— Start of Raw data —
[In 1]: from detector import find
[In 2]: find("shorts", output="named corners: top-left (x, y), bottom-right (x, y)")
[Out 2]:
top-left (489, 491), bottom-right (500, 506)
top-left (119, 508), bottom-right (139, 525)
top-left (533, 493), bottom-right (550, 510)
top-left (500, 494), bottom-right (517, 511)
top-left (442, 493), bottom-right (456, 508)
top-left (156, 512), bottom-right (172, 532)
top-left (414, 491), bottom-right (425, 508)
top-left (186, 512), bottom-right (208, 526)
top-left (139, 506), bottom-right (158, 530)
— End of Raw data —
* **Problem to solve**: Locate every line of the listing that contains the string "right", and reproduce each such line in full.

* **Final answer**:
[In 2]: find("shorts", output="named corners: top-left (x, y), bottom-right (x, y)")
top-left (489, 491), bottom-right (500, 506)
top-left (119, 508), bottom-right (139, 525)
top-left (533, 493), bottom-right (550, 510)
top-left (500, 494), bottom-right (517, 511)
top-left (442, 493), bottom-right (456, 508)
top-left (156, 512), bottom-right (172, 532)
top-left (414, 491), bottom-right (425, 508)
top-left (186, 512), bottom-right (208, 526)
top-left (139, 506), bottom-right (158, 530)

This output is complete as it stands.